* BEGIN TEXT BLOCK *

Text.Regex.Lazy
Version 0.70 (2006-08-10)
By Chris Kuklewicz (TextRegexLazy (at) personal (dot) mightyreason (dot) com)
Changes from 0.66 to 0.70
- regex-tre added for libtre backend (Text.Regex.TRE), see http://laurikari.net/tre/
- regex-devel added for tests and benchmarks
- Text.Regex.*.Wrap APIs improved: the exported wrap* functions
never call fail or error under normal circumstances, and use Either
types to report errors. Allocation failures are reported with fail.
- Text.Regex.*.(ByteString|String) all should export
compile/execute/regexec functions which report errors using Either.
Changes from 0.55 to 0.66
- I broke this into many packages, regex-base for the interface and regex-pcre, regex-posix, regex-parsec, regex-dfa for the four backends and regex-compat to replace Text.Regex(.New)
- The top level Makefile now can drive setup and installation of all the packages at once.
Changes from 0.44 to 0.55
- JRegex has been assimilated: PCRE and PosixRE are here.
The JRegex-style API rocks, see below and Context.hs and Example.hs
- Haddock seems to run via ./setup haddock, but the documentation is very thin
- ./setup test runs TestTestRegexLazy binary if uncommented in cabal file
- default is now to compile with -Wall -Werror -O2
- You may need to point the cabal file's "Extra-Lib-Dirs" to point to pcre.
- You may or may not need a "-lpcre" option to ghc when building
projects that depend on Text.Regex.Lazy now.
Changes from 0.33 to 0.44
- Cabal
- Compile with -Wall -Werror
- Change DFAEngineFPS from Data.FastPackedString to Data.ByteString
See the LICENSE file for details on copyright. See README for building instructions.

* END TEXT BLOCK *
* BEGIN INFORMATION SHOWN *

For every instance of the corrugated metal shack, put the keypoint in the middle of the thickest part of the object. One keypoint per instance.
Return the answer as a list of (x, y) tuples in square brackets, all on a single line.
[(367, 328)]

* END INFORMATION SHOWN *

### TASK SET
1/ For each statement about the Text.Regex.Lazy changelog, answer yes or no and quote the exact words that decide it: (a) Version 0.70 added a backend for libtre. (b) Starting with 0.55, the default compile options include -O3. (c) In the 0.44 changes, DFAEngineFPS was moved from Data.ByteString to Data.FastPackedString.
2/ Turn the section of the Text.Regex.Lazy changelog that begins "Changes from 0.66 to 0.70" into a shorter bulleted list that keeps its main facts.
3/ Write what comes next in the Text.Regex.Lazy changelog, starting after its final line.
The data placed before this point is not needed for any of this work.

### THE RESPONSES
1/
(a) Yes: "regex-tre added for libtre backend (Text.Regex.TRE)".
(b) No: "default is now to compile with -Wall -Werror -O2".
(c) No: "Change DFAEngineFPS from Data.FastPackedString to Data.ByteString".

2/
- regex-tre adds a libtre backend (Text.Regex.TRE).
- regex-devel adds tests and benchmarks.
- The wrap* functions in Text.Regex.*.Wrap report errors through Either. They do not call fail or error in normal use. Only allocation failures use fail.
- The ByteString and String modules should export compile/execute/regexec functions that report errors through Either.

3/
The new API is very close to JRegex and supports 4 backends:
- Posix, the standard c regex library
- PCRE, the Perl Compatible Regular Expressions c library
- Full, the lazy Parsec based library (see old api below)
- DFA, the fast lazy matching library (see old api below)
And for all backends, there are two types that can be used as a source
of regular expressions or to match a regular expression against:
String, and ByteString. The ByteString library will be in the next
GHC and can be gotten
from http://www.cse.unsw.edu.au/~dons/fps.html.
For simplest use of the new API: import Text.Regex.Lazy and one of
import Text.Regex.PCRE((=~),(=~~))
import Text.Regex.Parsec((=~),(=~~))
import Text.Regex.DFA((=~),(=~~))
import Text.Regex.PosixRE((=~),(=~~))
import Text.Regex.TRE((=~),(=~~))
The things you can demand of (=~) and (=~~) are all
instance defined in Text.Regex.Impl.Context and they are used
in Example.hs as well.
You can redefine (=~) and (=~~) to use different options by using makeRegexOpts:
(=~) :: (RegexMaker Regex CompOption ExecOption source,RegexContext Regex source1 target) => source1 -> source -> target
(=~) x r = let q :: Regex
q = makeRegexOpts (some compoption) (some execoption) r
in match q x
(=~~) ::(RegexMaker Regex CompOption ExecOption source,RegexContext Regex source1 target,Monad m) => source1 -> source -> m target
(=~~) x r = let q :: Regex
q = makeRegexOpts (some compoption) (some execoption) r
in matchM q x
There is a medium level API with functions compile/execute/regexec in
all the Text.Regex.*.(String|ByteString) modules. These allow for
errors to be reported as Either types when compiling or running.
The low level APIs are in the Text.Regex.*.Wrap modules. For the
c-library backends these expose most of the c-api in wrap* functions
that make the type more Haskell-like: CString and CStingLen and
newtypes to specify compile and execute options. The actual foreign
calls are not exported; it does not export the raw c api.
Also, Text.Regex.PCRE.Wrap will let you query if it was compiled with
UTF8 suppor: configUTF8 :: Bool. But I do not provide a way
to marshall to or from UTF8. (If you have a UTF8 ByteString then you
would probably be able to make it work, assuming the indices PCRE uses
are in bytes, otherwise look at the wrap* functions which are a thin
layer over the pcreapi).
The old Text.Regex API is can be replaced. If you need to be drop in
compatible with Text.Regex then you can
import Text.Regex.New and report any infidelities as bugs.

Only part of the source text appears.